#### Texto
------------------------------------------------------------------------

Hay que situarnos en la realidad del mundo tan cambiante, pero atentos a los signos de futuro que ofrece la sociedad. Y no sentirse esclavo de formas, teorías o sistemas que provienen del pasado. Hace falta no estancarse en querer resolver los fracasos escolares, familiares o los de las estructuras sociales. Hay muchos caminos para intentar resolver el bien ser de la persona. Probablemente se tiene que intentar, desde la capacidad del educador, dar un paso para contar más con la libertad de expresión de unos y otros para dialogar con el alumno sin querer establecer un tipo de pugna entorno al que piensa el uno del otro.
El diálogo pasa por la naturalidad de entender que, a pesar de haber diferentes niveles generacionales, los más pequeños también hablan, tienen cosas a decir, a desear, a sacar de dentro y a expresar a los grandes aquello que queda en el subconsciente de muchos y es la misma definición de niño, que etimológicamente quiere decir «el que no habla».
Nos preguntamos: ¿Los niños y los jóvenes, son formados para ser plenamente y humanamente libres? ¿Se les educa para que sean conscientes que son seres que tienen la suerte de vivir? ¿Se les prepara para discernir la existencia que tiene cada uno y para aceptarla? ¿Se les ofrece pistas para aceptar sin amarguras la propia vida y la realidad que les toca vivir? ¿Se les ayuda a limpiar del corazón resentimientos históricos y amarguras extrañas que condicionan el presente? ¿Se les ayuda a no ahogarse en una vida sumergida en los prejuicios? ¿Se les educa para amar la sociedad tal como es, aunque sea llena de limitaciones, pero proponiéndolos mejorarla? ¿Se les invita a valorar la convivencia, la familia, la ciudadanía, la capacidad de dialogar con la ciencia, que evoluciona tanto? ¿Se les facilita a tener una actitud cultural interdisciplinaria? ¿Se les abre la puerta para entrar en el mundo de los valores? ¿Se les educa para entender la enfermedad y la muerte?…
Quizás el afán de poseer el mundo, el prestigio, títulos, reconocimientos, éxitos, ser los primeros… ahoga la capacidad de enfrentarse cada día con sinceridad a la propia realidad. Con tantas materias como se los imparte en la enseñanza, a veces, se consigue un embotamiento del cerebro, potenciado por el enriquecimiento de los nuevos métodos y de las nuevas tecnologías, llegando a concebir el cerebro como un tipo de máquina que todo lo tiene que absorber y que, de hecho, a menudo debilita la dimensión emocional y la de los sentimientos.

------------------------------------------------------------------------

[Entradas almacenadas]
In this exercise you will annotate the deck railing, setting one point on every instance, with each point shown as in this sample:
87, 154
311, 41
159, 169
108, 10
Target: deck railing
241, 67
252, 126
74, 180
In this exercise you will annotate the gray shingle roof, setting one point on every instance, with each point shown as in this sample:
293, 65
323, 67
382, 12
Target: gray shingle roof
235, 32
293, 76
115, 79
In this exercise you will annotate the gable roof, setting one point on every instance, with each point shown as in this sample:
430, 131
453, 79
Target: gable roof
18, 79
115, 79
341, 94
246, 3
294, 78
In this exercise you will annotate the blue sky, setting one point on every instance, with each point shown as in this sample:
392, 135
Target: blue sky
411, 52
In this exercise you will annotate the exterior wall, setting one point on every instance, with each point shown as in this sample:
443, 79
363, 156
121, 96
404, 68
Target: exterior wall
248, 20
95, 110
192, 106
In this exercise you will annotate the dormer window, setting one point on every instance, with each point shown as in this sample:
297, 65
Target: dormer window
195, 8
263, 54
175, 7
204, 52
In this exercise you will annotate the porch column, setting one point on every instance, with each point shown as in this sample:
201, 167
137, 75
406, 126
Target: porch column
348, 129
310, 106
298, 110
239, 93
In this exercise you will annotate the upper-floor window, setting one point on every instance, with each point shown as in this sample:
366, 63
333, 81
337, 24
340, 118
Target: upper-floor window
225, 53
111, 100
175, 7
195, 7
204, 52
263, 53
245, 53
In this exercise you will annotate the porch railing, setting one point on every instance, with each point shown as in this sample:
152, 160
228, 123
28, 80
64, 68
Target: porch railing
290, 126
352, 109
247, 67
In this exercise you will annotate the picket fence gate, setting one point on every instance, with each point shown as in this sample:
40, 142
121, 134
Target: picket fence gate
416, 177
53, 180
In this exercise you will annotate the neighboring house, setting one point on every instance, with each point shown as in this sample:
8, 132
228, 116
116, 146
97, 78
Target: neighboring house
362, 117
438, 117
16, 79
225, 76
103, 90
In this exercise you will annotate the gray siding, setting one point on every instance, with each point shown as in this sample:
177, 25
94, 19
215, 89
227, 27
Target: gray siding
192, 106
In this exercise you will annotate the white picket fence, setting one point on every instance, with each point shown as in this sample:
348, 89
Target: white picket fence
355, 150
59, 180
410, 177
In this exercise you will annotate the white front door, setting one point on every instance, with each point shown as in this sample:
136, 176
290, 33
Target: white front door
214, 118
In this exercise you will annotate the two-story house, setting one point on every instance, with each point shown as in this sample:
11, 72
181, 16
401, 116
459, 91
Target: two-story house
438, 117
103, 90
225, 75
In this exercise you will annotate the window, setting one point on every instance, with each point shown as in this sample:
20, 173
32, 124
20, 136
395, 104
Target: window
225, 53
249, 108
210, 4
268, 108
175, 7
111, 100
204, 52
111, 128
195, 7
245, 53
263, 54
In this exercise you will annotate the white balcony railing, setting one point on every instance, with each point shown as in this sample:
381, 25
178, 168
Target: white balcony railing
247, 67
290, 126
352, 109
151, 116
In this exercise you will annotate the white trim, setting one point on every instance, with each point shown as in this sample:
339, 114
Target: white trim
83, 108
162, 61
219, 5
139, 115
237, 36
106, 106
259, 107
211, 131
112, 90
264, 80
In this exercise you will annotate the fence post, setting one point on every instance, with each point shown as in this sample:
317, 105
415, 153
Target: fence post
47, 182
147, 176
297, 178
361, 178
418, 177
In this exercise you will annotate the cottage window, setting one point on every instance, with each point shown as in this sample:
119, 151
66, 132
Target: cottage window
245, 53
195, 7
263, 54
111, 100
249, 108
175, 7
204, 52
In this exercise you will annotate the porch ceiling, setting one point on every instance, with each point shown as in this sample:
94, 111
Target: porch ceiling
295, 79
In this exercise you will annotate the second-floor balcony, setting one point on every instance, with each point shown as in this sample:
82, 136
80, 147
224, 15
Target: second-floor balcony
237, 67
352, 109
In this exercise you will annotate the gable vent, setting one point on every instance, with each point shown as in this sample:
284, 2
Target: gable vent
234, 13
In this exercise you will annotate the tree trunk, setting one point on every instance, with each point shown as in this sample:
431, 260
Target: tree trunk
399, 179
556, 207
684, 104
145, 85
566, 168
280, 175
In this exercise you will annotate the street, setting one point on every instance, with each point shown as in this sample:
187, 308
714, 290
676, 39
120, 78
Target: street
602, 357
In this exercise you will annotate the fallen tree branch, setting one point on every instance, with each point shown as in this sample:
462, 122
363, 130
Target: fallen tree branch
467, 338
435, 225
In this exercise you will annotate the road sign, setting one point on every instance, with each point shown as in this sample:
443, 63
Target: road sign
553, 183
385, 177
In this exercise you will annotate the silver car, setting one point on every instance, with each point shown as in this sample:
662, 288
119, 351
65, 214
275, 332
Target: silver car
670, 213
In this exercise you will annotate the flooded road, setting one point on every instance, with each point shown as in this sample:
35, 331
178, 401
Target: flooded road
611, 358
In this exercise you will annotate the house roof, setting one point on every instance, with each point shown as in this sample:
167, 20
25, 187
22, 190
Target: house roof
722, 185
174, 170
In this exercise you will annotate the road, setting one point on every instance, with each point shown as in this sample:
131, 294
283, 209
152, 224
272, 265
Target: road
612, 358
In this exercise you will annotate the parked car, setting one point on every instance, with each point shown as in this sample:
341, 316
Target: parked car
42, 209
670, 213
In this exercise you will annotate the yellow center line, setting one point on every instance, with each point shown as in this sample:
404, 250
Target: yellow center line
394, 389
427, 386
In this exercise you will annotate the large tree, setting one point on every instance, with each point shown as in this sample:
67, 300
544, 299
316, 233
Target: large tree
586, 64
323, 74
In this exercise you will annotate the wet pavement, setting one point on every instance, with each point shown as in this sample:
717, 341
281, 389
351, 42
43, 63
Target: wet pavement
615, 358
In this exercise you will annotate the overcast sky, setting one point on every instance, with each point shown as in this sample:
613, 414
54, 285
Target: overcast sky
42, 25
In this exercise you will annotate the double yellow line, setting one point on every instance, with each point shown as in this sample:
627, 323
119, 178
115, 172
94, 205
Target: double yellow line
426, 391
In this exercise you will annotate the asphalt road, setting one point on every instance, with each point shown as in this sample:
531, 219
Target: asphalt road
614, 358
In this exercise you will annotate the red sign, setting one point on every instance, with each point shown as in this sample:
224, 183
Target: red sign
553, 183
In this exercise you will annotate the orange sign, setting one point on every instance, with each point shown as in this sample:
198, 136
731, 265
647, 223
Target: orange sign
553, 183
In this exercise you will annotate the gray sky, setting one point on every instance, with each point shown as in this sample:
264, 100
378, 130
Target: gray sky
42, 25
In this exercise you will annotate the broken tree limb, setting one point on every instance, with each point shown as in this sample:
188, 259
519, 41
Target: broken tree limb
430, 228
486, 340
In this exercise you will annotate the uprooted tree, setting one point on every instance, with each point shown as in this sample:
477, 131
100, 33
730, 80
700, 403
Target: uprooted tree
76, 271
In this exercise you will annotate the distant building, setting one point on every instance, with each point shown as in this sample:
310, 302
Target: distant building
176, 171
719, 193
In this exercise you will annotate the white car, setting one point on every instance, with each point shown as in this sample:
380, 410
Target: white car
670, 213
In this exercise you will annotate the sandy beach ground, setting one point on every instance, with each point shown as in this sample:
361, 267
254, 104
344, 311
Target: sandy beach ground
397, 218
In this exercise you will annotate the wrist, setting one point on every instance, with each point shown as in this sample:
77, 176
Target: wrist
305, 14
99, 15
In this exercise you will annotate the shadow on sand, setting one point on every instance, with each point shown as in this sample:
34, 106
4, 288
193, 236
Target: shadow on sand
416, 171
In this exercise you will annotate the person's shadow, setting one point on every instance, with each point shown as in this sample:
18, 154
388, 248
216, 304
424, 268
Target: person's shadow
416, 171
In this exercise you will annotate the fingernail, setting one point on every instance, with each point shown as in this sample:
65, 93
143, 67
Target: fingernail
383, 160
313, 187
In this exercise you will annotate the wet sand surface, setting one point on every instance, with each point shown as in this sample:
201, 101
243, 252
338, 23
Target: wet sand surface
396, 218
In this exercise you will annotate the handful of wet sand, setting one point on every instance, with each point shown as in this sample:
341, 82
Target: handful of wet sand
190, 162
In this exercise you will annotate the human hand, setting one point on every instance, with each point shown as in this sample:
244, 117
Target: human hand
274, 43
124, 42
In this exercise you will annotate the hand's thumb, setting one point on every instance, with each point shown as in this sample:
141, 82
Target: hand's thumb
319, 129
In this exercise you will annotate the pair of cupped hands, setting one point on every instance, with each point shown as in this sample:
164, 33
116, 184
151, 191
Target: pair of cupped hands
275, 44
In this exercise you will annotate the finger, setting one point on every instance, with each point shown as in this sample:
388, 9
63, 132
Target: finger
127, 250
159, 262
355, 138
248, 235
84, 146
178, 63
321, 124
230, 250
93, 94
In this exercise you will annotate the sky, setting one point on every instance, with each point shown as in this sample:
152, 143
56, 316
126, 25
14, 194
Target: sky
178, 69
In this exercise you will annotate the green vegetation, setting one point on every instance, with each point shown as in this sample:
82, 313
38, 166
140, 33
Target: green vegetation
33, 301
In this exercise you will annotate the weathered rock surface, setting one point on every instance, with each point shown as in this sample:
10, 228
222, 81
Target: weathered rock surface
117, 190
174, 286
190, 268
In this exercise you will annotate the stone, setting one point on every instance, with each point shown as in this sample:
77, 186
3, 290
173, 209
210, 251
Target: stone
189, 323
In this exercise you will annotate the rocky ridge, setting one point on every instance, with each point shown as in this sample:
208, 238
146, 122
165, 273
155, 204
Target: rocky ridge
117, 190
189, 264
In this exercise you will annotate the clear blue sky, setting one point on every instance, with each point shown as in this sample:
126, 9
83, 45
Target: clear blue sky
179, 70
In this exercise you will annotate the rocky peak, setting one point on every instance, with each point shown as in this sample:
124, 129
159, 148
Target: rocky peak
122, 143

------------------------------------------------------------------------

#### Tareas propuestas
1. Duplique literalmente el pasaje del texto sobre la educación que empieza en las palabras "Hay que situarnos" y concluye tras las palabras "uno del otro.".
2. Según el texto sobre la educación, ¿qué significa etimológicamente la palabra «niño»?
3. Redacte la continuación del texto sobre la educación a partir de su última oración.

#### Lista de respuestas
1.
Hay que situarnos en la realidad del mundo tan cambiante, pero atentos a los signos de futuro que ofrece la sociedad. Y no sentirse esclavo de formas, teorías o sistemas que provienen del pasado. Hace falta no estancarse en querer resolver los fracasos escolares, familiares o los de las estructuras sociales. Hay muchos caminos para intentar resolver el bien ser de la persona. Probablemente se tiene que intentar, desde la capacidad del educador, dar un paso para contar más con la libertad de expresión de unos y otros para dialogar con el alumno sin querer establecer un tipo de pugna entorno al que piensa el uno del otro.

2. Significa «el que no habla».

3.
Haría falta re-explicar a los educadores –familia, escuela, etc.– que hoy se tiene que recuperar un modelo «humano humilde» de persona, no un modelo de «super-hombre», que muchas veces se asemeja más a un dios que a un ser humano. Esta concepción de la vida produce frustración, pero tal vez no se los ha enseñado a ser los últimos y a valorarse tal como uno es. Sin duda se hacen muchas cosas con buena voluntad bajo el manto mágico de favorecer la necesidad de triunfar, en vez de promover que sean felices. Entendiendo la felicidad como actiitud serena que da paz i genera para otros.
¡Cuántas veces en las experiencias de violencia psicológica y moral ante el fracaso escolar y, incluso, familiar se arrastran a lo largo de la vida que imposibilitan que uno se motive para afrontar la realidad con paz sin amenazas! Por ejemplo, ante las incertidumbres que presenta la vida, poder descubrir que hay quién puede apoyarte para poder tener actitudes humildes para ayudarte a cumplir posibles proyectos de futuro que, a la vez, no sabes si nunca podrán llegar a término. Aprender a adaptar la vida al presente, pero con la responsabilidad que el futuro, aunque no sea cómo se ha soñado, tendrá un sentido.